§ **Goal**
Reproduce the rows from the line that contains "Reviewer note: check that every instance of the brown" through the end of the rows, both ends included, requests and all, and scale every coordinate in the answers by 1.75, rounding to whole numbers with halves going up. Give only those lines.

§ **Information supplied**
-- start --
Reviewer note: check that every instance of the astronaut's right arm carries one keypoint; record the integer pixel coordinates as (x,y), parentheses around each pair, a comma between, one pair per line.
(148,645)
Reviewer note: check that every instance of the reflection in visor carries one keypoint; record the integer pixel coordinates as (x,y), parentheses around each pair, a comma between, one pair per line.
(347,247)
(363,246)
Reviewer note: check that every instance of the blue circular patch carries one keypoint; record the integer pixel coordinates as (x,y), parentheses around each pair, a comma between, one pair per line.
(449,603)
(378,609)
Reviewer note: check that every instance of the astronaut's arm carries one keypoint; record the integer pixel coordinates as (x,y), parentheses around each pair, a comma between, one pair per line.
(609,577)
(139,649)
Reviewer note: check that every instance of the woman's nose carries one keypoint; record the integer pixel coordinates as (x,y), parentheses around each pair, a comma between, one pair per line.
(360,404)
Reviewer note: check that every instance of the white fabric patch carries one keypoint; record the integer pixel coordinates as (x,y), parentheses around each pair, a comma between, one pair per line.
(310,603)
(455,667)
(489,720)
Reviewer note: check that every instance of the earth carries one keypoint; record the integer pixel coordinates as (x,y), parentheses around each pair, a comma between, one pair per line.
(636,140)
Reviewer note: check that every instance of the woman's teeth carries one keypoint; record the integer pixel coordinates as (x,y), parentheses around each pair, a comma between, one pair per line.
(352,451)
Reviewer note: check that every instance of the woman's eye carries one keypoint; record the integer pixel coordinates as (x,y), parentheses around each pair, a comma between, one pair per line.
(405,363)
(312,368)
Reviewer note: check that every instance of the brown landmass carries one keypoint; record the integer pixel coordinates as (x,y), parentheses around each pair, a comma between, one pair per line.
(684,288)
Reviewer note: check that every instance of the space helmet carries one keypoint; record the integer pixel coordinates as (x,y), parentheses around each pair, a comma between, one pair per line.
-- end --
§ **Problem solution**
Reviewer note: check that every instance of the brown landmass carries one keypoint; record the integer pixel coordinates as (x,y), parentheses around each pair, a comma between, one pair per line.
(1197,504)
Reviewer note: check that every instance of the space helmet carries one keypoint; record the integer pixel coordinates as (x,y), parentheses around each pair, a comma between, one pair per line.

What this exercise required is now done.